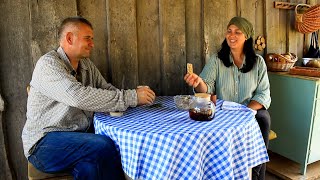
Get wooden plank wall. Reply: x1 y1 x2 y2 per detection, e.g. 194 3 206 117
0 0 320 179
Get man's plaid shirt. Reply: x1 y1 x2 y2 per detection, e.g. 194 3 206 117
22 47 137 157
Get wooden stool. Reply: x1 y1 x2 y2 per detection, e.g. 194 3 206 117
28 162 73 180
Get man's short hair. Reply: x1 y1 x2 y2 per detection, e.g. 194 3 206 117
58 16 93 39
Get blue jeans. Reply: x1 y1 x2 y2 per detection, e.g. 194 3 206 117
28 132 124 180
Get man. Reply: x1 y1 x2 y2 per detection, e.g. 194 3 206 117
22 17 155 179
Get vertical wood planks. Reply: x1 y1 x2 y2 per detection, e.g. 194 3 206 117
160 0 186 95
78 0 108 78
29 0 77 64
185 0 205 77
137 0 162 94
264 0 285 53
108 0 138 89
203 0 237 61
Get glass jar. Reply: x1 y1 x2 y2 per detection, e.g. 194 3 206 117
189 93 216 121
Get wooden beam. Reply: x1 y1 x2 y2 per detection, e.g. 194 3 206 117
274 1 310 10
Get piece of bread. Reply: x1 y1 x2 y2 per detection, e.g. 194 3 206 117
187 63 193 74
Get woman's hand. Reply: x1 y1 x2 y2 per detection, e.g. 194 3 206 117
183 73 203 88
136 86 156 105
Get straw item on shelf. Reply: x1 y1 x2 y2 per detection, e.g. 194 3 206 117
295 4 320 34
265 53 298 71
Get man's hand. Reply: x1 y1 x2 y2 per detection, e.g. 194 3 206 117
136 86 156 105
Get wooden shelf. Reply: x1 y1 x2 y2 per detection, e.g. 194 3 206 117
274 1 309 10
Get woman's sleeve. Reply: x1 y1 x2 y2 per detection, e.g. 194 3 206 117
251 55 271 109
199 55 219 94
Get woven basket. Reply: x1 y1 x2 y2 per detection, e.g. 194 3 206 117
295 4 320 34
266 53 298 71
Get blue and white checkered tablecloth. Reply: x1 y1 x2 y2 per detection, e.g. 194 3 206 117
94 96 269 180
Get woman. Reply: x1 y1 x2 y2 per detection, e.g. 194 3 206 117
184 17 271 179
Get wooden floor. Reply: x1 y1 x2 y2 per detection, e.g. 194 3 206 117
266 151 320 180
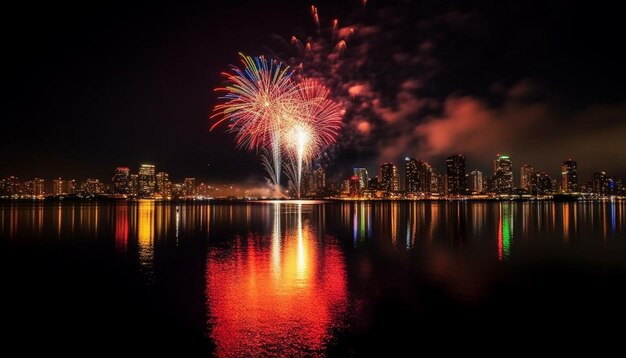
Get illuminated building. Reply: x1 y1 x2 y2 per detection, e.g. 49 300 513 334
493 154 513 194
33 178 46 197
65 179 76 195
520 164 535 193
111 167 130 194
446 154 467 195
430 168 446 194
591 171 611 195
197 183 211 198
302 166 315 194
417 160 433 193
353 168 369 189
52 178 66 195
156 172 172 198
2 176 22 198
138 164 156 198
380 163 400 193
530 172 556 195
367 176 380 190
348 175 361 197
561 159 578 193
469 170 483 193
183 178 196 199
314 166 326 191
128 174 139 197
404 157 417 193
80 178 104 196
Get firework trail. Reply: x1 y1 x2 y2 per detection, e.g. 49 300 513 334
284 79 344 198
211 53 297 187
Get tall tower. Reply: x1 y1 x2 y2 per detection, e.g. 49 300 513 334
493 154 513 194
315 166 326 190
111 167 130 194
156 172 172 198
353 168 369 189
137 164 156 199
469 170 483 193
404 157 417 193
417 160 433 193
561 159 578 193
520 164 535 193
380 163 400 192
446 154 467 195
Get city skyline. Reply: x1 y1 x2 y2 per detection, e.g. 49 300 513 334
0 153 626 200
0 1 626 182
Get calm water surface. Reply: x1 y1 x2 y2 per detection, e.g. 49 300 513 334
0 201 626 357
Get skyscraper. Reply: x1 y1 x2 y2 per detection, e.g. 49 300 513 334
416 160 433 193
128 174 139 197
404 157 417 193
348 174 362 197
380 163 400 193
530 171 556 195
80 178 104 196
561 159 578 193
493 154 513 194
137 164 156 198
469 170 483 193
33 178 46 197
591 171 609 195
353 168 369 189
520 164 535 193
111 167 130 194
315 166 326 191
64 179 76 195
52 178 65 195
156 172 172 198
446 154 467 195
183 178 196 198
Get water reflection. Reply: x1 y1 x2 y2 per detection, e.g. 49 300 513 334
206 204 347 356
498 203 513 261
115 202 128 253
137 200 154 282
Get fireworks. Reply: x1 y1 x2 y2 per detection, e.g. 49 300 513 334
211 54 343 197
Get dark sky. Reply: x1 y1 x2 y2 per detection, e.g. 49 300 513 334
0 0 626 185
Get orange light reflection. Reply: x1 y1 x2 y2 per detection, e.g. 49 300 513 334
206 204 347 356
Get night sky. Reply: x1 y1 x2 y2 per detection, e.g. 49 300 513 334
0 0 626 183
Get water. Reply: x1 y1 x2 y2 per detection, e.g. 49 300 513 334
0 201 626 356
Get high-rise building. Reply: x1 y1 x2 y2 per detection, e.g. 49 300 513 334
80 178 104 196
493 154 513 194
561 159 578 193
416 160 433 193
348 174 361 197
156 172 172 198
469 170 483 193
404 157 417 193
520 164 535 193
446 154 467 195
128 174 139 197
314 166 326 191
65 179 76 195
111 167 130 194
183 178 196 198
430 168 447 194
353 168 369 189
380 163 400 193
530 172 556 195
367 176 380 190
591 171 609 195
52 178 66 195
138 164 156 198
33 178 46 197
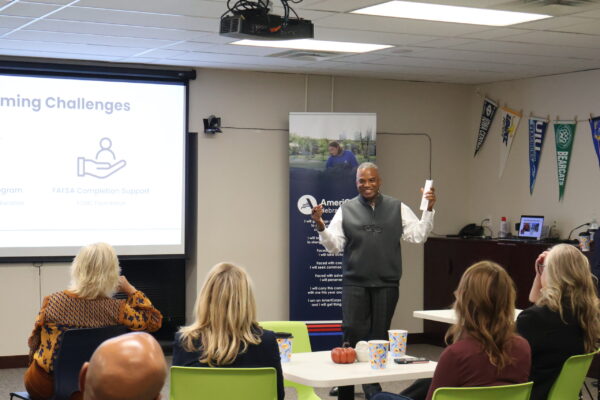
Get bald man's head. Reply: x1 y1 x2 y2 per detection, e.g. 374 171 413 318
79 332 167 400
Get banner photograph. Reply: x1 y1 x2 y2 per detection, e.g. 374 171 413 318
289 113 376 350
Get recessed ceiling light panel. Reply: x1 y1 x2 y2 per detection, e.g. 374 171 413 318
352 1 551 26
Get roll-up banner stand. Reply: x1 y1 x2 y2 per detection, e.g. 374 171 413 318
289 113 376 350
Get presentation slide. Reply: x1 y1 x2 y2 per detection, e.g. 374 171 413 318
519 216 544 239
0 75 187 257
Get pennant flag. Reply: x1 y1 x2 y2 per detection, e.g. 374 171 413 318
590 117 600 166
554 121 577 201
473 98 498 157
529 117 548 194
498 107 522 178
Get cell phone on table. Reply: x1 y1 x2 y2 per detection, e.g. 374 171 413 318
394 357 429 364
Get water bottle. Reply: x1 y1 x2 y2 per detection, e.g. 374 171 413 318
498 217 508 238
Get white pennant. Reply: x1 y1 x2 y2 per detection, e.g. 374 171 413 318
498 107 523 178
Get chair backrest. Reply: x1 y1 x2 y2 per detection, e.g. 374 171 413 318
259 321 312 353
548 350 600 400
432 382 533 400
53 325 127 400
170 367 277 400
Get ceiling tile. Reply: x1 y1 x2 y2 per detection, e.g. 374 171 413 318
77 0 227 18
315 26 436 46
10 29 174 48
2 2 60 18
505 32 600 48
29 19 198 40
517 16 591 32
0 39 145 57
462 28 531 39
0 15 33 30
558 19 600 36
52 7 219 32
455 40 600 59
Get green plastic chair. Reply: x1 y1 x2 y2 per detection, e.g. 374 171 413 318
259 321 321 400
548 350 600 400
432 382 533 400
169 367 277 400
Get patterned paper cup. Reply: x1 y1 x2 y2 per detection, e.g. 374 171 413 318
388 329 408 357
369 340 390 369
277 336 292 362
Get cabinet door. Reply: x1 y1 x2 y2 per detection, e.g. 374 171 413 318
506 243 548 309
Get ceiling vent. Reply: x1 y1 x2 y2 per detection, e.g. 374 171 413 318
268 50 348 61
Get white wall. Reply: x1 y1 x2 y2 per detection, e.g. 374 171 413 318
467 71 600 238
0 70 490 356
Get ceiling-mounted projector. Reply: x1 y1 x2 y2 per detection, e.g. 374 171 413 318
219 0 314 40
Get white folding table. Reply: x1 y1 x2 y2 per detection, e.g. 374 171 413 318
413 308 523 324
281 351 437 400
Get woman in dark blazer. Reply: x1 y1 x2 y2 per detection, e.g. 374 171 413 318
173 263 285 400
517 244 600 400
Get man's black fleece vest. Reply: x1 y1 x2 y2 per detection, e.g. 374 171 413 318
342 195 402 287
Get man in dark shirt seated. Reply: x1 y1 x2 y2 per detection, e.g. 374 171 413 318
592 236 600 288
79 332 167 400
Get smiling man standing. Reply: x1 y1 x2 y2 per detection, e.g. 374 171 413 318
312 162 436 398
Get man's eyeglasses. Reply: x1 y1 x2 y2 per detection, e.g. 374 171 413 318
363 225 383 233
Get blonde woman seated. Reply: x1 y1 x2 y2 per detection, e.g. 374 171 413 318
517 244 600 400
24 243 162 400
373 261 531 400
173 263 285 399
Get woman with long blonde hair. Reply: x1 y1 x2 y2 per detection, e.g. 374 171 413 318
373 261 531 400
173 263 285 399
517 244 600 400
24 243 162 400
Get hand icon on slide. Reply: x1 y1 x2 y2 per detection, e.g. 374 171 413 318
77 157 127 179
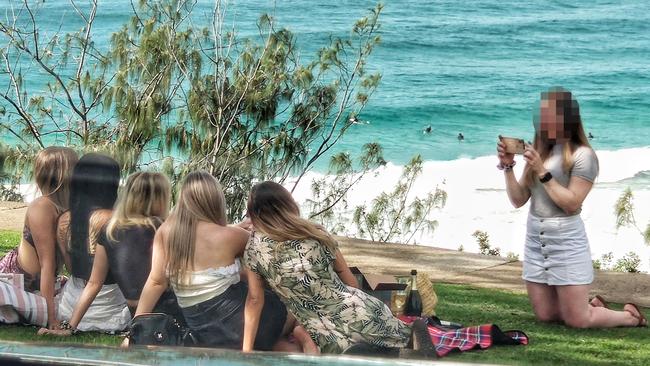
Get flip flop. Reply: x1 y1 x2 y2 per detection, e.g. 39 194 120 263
589 295 609 309
623 302 648 327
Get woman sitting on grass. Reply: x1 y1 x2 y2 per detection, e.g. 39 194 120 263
136 172 310 351
53 153 131 332
244 182 435 357
497 88 647 328
0 147 78 329
41 172 183 335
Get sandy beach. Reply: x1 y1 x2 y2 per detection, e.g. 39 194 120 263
0 202 650 307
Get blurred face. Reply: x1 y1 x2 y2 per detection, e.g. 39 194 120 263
535 98 571 144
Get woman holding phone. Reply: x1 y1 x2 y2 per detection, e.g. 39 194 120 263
497 88 647 328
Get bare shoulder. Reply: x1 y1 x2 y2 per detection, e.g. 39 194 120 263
225 226 251 242
90 209 113 228
27 197 57 217
156 221 171 237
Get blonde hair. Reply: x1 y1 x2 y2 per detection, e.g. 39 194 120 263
106 172 171 241
247 181 337 253
524 87 591 187
34 146 79 211
165 171 227 284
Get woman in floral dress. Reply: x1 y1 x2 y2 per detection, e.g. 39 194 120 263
244 182 434 354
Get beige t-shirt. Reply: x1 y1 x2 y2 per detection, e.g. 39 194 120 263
530 145 598 217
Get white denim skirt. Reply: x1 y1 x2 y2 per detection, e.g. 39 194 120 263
57 277 131 332
522 214 594 286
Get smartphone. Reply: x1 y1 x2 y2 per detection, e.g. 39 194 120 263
499 135 525 154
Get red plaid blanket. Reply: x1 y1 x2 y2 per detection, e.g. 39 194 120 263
399 316 528 357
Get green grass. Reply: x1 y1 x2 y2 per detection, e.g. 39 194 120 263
428 284 650 365
0 230 20 257
0 231 650 366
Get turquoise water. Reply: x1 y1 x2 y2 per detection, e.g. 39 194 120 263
0 0 650 164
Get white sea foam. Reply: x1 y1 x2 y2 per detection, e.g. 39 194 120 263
294 147 650 271
11 146 650 271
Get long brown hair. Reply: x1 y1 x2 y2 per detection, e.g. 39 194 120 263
106 172 171 241
247 181 336 252
165 171 227 284
34 146 79 211
524 87 591 187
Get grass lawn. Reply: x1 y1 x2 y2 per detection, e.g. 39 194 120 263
0 231 650 365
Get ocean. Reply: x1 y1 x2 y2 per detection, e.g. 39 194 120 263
0 0 650 270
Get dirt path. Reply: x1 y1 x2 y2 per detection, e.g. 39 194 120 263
0 202 650 307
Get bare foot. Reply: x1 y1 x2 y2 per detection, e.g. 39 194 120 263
293 325 320 355
589 295 609 309
623 303 648 327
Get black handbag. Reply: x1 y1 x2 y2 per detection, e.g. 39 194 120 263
127 313 196 346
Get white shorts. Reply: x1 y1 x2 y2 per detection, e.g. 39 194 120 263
522 214 594 286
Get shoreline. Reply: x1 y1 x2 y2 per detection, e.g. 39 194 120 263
0 146 650 272
0 209 650 307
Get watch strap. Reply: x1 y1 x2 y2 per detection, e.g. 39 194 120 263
539 172 553 183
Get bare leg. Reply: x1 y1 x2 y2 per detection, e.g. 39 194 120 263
273 314 320 355
526 281 560 323
555 285 639 328
273 337 302 353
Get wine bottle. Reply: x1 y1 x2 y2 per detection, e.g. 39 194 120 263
404 270 422 316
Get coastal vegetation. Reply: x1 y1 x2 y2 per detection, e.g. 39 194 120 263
352 155 447 243
0 231 650 365
614 187 650 245
0 0 382 220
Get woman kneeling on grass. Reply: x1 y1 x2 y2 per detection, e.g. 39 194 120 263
136 172 310 351
55 153 131 333
497 88 647 328
40 172 184 336
0 147 78 329
244 182 435 357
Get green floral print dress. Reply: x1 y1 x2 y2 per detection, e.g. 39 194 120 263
244 233 411 353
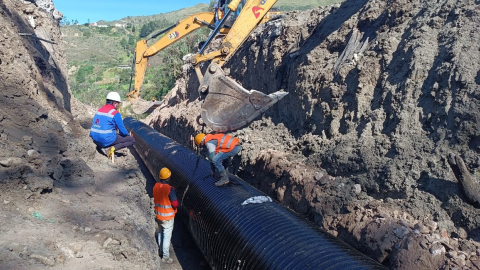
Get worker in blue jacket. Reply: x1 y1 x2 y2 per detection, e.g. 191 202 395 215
90 92 135 158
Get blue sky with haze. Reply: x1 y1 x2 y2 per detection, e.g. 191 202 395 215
53 0 210 24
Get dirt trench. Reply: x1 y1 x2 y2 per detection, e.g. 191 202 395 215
147 0 480 269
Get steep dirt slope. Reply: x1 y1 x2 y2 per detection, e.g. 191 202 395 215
0 0 160 269
147 0 480 269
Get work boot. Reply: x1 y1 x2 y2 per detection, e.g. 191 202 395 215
215 170 229 187
162 258 173 264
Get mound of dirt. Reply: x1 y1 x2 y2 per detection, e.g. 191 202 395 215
0 0 164 269
147 0 480 269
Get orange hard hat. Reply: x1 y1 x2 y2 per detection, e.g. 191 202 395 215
195 133 205 146
160 168 172 180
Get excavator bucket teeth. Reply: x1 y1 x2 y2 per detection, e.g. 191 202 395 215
201 68 288 132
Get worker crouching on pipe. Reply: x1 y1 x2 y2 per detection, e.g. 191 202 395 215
153 168 178 264
195 133 242 187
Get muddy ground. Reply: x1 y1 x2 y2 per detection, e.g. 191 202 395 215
0 0 480 269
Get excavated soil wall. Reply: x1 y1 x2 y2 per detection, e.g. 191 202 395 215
146 0 480 269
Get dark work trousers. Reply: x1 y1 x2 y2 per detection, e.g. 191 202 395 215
108 134 135 151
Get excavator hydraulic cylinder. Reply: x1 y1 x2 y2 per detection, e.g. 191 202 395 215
124 117 385 270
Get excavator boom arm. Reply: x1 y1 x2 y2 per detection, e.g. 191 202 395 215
193 0 287 132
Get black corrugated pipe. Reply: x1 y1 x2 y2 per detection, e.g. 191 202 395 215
124 117 385 270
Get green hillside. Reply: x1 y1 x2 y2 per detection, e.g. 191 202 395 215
61 0 342 110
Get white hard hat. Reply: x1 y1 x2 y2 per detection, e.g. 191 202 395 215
107 92 122 102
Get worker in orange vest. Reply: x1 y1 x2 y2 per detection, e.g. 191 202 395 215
195 133 242 187
153 168 178 264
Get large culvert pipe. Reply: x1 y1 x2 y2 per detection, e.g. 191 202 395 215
124 118 384 270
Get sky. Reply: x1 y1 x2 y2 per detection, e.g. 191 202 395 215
53 0 210 24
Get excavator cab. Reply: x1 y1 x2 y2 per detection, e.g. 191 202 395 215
192 0 287 132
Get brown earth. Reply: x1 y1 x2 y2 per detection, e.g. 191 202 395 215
0 0 480 269
0 0 208 270
147 0 480 269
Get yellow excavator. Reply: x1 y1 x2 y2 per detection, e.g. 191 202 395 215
128 0 287 132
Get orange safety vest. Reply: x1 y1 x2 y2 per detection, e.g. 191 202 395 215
205 133 240 154
153 183 177 220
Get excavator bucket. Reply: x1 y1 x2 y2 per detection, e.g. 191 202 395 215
199 63 288 132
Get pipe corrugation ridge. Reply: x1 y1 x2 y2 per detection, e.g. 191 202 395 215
124 117 386 270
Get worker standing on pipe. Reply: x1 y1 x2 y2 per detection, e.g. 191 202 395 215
153 168 178 264
195 133 242 187
90 92 135 158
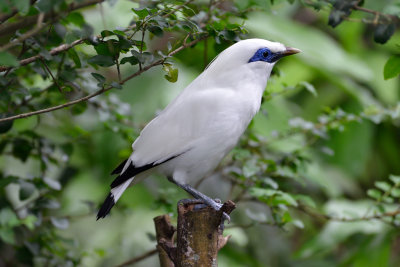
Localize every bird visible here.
[97,38,301,220]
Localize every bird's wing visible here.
[130,88,238,166]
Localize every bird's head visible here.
[205,39,301,76]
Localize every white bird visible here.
[97,39,300,219]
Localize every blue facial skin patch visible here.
[248,48,283,63]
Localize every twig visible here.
[203,39,208,69]
[0,8,18,23]
[297,205,400,222]
[139,29,146,70]
[115,58,121,82]
[0,38,86,72]
[40,58,63,93]
[0,35,208,122]
[115,249,157,267]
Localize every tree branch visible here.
[0,35,208,122]
[115,249,157,267]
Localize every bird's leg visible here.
[168,177,231,224]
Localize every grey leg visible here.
[168,177,231,224]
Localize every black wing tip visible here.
[111,159,128,175]
[96,193,115,221]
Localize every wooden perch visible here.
[154,199,235,267]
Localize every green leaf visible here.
[90,72,106,85]
[94,39,121,57]
[65,12,85,27]
[36,0,53,13]
[374,23,396,44]
[0,176,18,189]
[375,181,392,192]
[12,138,33,162]
[163,64,178,83]
[11,0,30,16]
[0,113,14,134]
[68,48,82,68]
[383,55,400,80]
[43,177,61,191]
[21,215,38,231]
[299,81,318,97]
[19,181,36,201]
[121,56,139,65]
[132,8,149,20]
[367,189,382,200]
[71,101,87,115]
[147,25,164,37]
[0,51,19,67]
[88,55,115,67]
[390,188,400,197]
[276,191,298,207]
[389,174,400,186]
[50,217,69,230]
[110,82,122,89]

- What you will do:
Gather every line from the items above that contains the string "green", treating uppercase and lowercase as different.

- Solution to this task:
Get green plastic chair. Reply: x1 y1 x2 y2 per detection, e.g. 374 171 413 318
Get green grass. Reply: x1 y1 x2 y2 per detection, e.g. 39 194 120 263
Get green floral print dress. Reply: x1 y1 x2 y2 per detection, e.g. 39 194 120 263
Get green hillside. Reply: x1 y1 x2 y2 per detection, e.g. 191 202 395 215
Localize every green leaf visible here.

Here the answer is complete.